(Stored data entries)
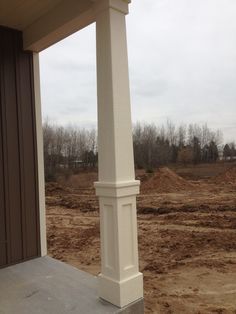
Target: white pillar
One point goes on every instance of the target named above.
(120, 281)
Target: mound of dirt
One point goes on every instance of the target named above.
(226, 178)
(165, 180)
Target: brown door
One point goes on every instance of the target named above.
(19, 222)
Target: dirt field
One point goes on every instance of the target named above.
(187, 235)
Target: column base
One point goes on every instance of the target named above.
(121, 293)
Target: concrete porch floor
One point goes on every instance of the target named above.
(47, 286)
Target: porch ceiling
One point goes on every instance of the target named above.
(45, 22)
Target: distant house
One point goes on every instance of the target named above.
(28, 27)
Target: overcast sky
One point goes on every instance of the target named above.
(182, 59)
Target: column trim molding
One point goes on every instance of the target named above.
(117, 189)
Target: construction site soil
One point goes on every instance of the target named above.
(186, 234)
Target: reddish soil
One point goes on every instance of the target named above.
(187, 236)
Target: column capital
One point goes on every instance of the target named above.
(118, 5)
(117, 189)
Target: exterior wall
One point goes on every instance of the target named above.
(19, 213)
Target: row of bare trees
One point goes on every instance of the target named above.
(69, 148)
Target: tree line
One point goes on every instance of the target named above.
(67, 149)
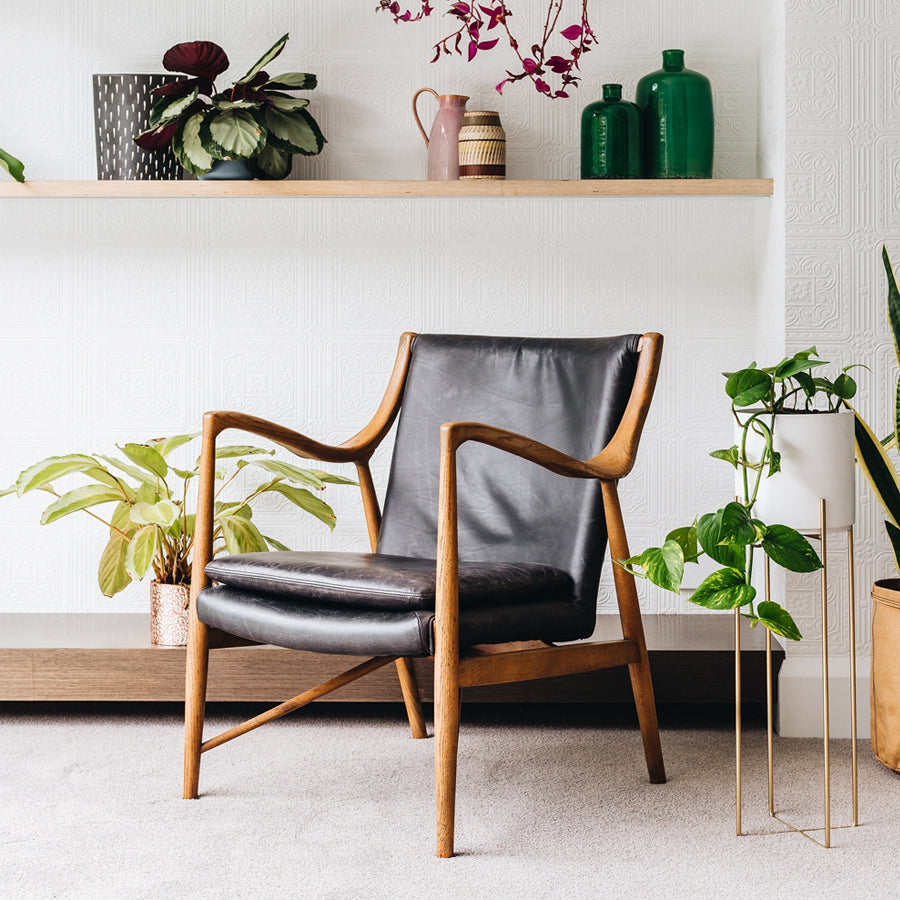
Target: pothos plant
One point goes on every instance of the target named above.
(150, 526)
(474, 32)
(254, 120)
(14, 166)
(730, 536)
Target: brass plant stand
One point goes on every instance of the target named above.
(821, 536)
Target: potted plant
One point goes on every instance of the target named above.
(150, 527)
(881, 474)
(12, 165)
(760, 400)
(255, 124)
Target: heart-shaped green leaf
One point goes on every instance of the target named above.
(112, 575)
(710, 534)
(723, 589)
(294, 132)
(141, 550)
(188, 147)
(790, 550)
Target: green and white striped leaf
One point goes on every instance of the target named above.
(163, 513)
(241, 535)
(141, 550)
(133, 471)
(112, 576)
(147, 458)
(266, 58)
(232, 451)
(294, 132)
(307, 502)
(168, 107)
(273, 544)
(294, 81)
(189, 150)
(81, 498)
(286, 470)
(164, 446)
(233, 134)
(47, 470)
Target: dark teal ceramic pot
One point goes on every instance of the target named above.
(677, 120)
(611, 137)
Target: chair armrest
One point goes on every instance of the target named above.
(217, 421)
(454, 434)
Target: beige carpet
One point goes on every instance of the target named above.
(336, 802)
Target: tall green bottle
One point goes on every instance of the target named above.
(677, 120)
(611, 137)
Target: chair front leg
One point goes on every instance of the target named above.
(446, 663)
(198, 634)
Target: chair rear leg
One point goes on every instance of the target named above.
(633, 630)
(645, 704)
(446, 728)
(195, 704)
(410, 689)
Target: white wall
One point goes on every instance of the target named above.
(124, 320)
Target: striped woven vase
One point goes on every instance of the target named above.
(482, 146)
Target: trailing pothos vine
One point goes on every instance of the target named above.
(730, 536)
(476, 30)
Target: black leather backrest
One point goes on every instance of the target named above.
(567, 393)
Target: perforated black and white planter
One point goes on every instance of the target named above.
(121, 111)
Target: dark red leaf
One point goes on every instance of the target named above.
(203, 58)
(183, 87)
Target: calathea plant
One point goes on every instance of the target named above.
(730, 536)
(14, 166)
(254, 120)
(150, 526)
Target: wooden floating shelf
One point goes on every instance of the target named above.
(676, 187)
(47, 656)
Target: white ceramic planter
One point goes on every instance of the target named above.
(817, 460)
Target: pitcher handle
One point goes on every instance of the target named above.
(416, 112)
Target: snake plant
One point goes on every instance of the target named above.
(872, 453)
(255, 119)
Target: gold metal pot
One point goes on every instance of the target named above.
(169, 614)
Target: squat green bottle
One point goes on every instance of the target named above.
(677, 120)
(611, 137)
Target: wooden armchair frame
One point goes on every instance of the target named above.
(497, 664)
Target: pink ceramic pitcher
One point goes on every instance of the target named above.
(443, 143)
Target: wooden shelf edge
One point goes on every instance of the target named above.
(678, 187)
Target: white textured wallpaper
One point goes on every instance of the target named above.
(126, 319)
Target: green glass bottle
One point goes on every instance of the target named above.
(677, 120)
(611, 137)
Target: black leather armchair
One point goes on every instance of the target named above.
(490, 547)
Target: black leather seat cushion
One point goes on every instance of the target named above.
(363, 603)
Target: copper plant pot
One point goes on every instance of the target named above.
(169, 614)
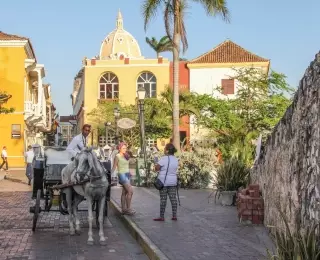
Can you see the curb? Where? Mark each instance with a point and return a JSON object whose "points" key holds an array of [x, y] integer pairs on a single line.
{"points": [[150, 249], [12, 179]]}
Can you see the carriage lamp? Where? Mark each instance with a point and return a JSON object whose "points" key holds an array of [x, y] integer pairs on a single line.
{"points": [[141, 92], [116, 112]]}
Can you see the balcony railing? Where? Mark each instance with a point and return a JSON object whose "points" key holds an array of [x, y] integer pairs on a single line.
{"points": [[109, 100], [29, 107]]}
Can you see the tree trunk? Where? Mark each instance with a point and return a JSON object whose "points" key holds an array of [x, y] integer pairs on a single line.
{"points": [[176, 50]]}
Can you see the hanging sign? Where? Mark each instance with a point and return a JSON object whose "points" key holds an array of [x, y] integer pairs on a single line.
{"points": [[126, 123]]}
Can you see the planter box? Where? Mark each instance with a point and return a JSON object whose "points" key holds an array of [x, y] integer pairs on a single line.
{"points": [[227, 198]]}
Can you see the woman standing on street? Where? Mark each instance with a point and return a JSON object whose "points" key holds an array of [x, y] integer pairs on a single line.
{"points": [[121, 163], [168, 167]]}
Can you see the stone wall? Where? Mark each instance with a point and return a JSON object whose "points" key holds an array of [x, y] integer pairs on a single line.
{"points": [[287, 169]]}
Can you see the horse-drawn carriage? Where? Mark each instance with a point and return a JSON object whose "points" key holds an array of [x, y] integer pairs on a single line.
{"points": [[50, 184]]}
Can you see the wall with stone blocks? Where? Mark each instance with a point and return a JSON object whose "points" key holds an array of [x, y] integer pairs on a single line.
{"points": [[250, 205], [287, 169]]}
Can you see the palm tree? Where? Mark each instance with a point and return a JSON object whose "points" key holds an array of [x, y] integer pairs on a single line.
{"points": [[165, 44], [174, 13]]}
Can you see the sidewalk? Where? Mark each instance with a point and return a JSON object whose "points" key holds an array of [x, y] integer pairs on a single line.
{"points": [[203, 230], [16, 175]]}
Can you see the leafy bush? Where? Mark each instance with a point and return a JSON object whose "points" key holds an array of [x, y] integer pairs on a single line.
{"points": [[231, 175], [196, 168], [300, 245]]}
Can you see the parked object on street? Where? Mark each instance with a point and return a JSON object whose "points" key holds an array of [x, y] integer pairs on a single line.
{"points": [[73, 181]]}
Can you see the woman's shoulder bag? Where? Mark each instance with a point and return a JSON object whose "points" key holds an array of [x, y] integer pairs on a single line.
{"points": [[158, 183]]}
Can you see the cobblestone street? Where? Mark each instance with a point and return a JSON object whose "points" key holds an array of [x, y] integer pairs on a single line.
{"points": [[204, 230], [51, 239]]}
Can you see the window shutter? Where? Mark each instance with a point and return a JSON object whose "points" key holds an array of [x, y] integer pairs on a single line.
{"points": [[227, 86]]}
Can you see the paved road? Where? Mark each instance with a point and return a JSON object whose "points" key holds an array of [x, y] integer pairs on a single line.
{"points": [[52, 241], [203, 230]]}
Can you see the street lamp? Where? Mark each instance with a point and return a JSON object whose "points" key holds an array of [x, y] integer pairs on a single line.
{"points": [[107, 124], [141, 93], [116, 113]]}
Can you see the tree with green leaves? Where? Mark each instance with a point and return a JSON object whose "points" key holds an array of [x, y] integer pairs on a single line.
{"points": [[259, 103], [4, 97], [174, 14], [163, 45]]}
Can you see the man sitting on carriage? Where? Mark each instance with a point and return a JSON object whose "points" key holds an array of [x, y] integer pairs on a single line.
{"points": [[78, 143]]}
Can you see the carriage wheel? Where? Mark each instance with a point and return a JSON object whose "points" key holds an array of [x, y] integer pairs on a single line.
{"points": [[63, 206], [37, 210], [97, 210], [48, 199]]}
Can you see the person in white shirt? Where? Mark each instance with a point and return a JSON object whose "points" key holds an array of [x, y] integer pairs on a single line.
{"points": [[29, 156], [79, 141], [4, 157]]}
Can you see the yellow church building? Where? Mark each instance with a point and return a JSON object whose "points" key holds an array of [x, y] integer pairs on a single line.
{"points": [[116, 73]]}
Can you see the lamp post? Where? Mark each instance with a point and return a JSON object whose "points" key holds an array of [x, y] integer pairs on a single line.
{"points": [[107, 124], [116, 113], [141, 93]]}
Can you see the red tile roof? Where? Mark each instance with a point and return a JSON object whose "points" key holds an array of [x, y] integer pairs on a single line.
{"points": [[11, 37], [228, 52]]}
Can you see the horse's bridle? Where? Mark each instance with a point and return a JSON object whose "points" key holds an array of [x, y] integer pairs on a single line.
{"points": [[88, 173]]}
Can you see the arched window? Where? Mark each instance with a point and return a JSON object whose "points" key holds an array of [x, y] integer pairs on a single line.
{"points": [[109, 86], [149, 81]]}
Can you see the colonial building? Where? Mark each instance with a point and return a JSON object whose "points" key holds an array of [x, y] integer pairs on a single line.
{"points": [[215, 69], [116, 73], [21, 77], [66, 129]]}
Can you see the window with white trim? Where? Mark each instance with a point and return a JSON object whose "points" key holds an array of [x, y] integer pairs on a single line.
{"points": [[151, 142], [149, 81], [109, 86]]}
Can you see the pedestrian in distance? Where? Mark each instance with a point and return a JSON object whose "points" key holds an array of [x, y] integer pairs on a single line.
{"points": [[167, 167], [121, 163]]}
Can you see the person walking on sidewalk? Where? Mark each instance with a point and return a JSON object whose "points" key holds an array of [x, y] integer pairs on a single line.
{"points": [[167, 167], [4, 157], [29, 160], [121, 163]]}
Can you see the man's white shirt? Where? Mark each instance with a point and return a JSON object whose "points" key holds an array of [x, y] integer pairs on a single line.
{"points": [[77, 144]]}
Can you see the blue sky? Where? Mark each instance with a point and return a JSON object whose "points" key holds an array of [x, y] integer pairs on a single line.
{"points": [[63, 32]]}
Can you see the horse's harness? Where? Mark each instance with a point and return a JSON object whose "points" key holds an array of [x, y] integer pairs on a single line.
{"points": [[89, 178]]}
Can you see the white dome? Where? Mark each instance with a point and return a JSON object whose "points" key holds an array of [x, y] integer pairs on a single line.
{"points": [[119, 44]]}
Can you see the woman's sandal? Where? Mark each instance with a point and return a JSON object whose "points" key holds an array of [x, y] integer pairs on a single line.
{"points": [[130, 212]]}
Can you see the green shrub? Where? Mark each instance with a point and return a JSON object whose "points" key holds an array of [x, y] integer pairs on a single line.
{"points": [[231, 175], [297, 246], [196, 168]]}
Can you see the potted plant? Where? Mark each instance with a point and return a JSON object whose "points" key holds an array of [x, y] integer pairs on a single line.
{"points": [[230, 176]]}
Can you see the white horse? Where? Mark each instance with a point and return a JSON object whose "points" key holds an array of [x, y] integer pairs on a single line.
{"points": [[85, 167]]}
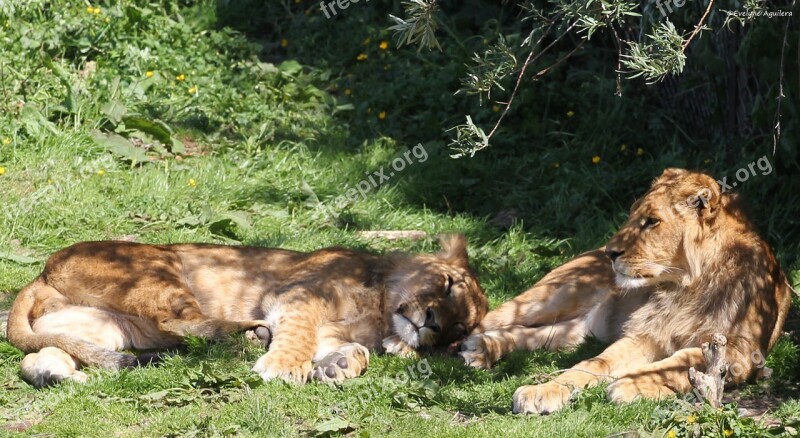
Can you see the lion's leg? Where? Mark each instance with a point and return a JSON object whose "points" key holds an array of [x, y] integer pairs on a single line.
{"points": [[50, 366], [659, 379], [619, 358], [482, 350], [337, 358], [294, 323]]}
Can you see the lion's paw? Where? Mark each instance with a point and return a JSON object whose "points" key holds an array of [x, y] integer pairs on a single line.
{"points": [[349, 361], [541, 399], [627, 389], [273, 366], [475, 352], [259, 336], [396, 345]]}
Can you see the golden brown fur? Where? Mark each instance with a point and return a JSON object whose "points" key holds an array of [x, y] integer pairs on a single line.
{"points": [[320, 312], [686, 265]]}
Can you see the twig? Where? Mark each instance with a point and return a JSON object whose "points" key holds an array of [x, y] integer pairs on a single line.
{"points": [[393, 235], [697, 28], [711, 384]]}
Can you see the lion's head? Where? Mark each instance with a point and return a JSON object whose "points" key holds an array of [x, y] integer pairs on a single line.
{"points": [[435, 299], [663, 238]]}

WORK TO COMPLETE :: Search the entries for the word "dark" and pick out every line that holds it.

WRITTEN RESPONSE ::
Target: dark teal ceramic pot
Target: dark red leaf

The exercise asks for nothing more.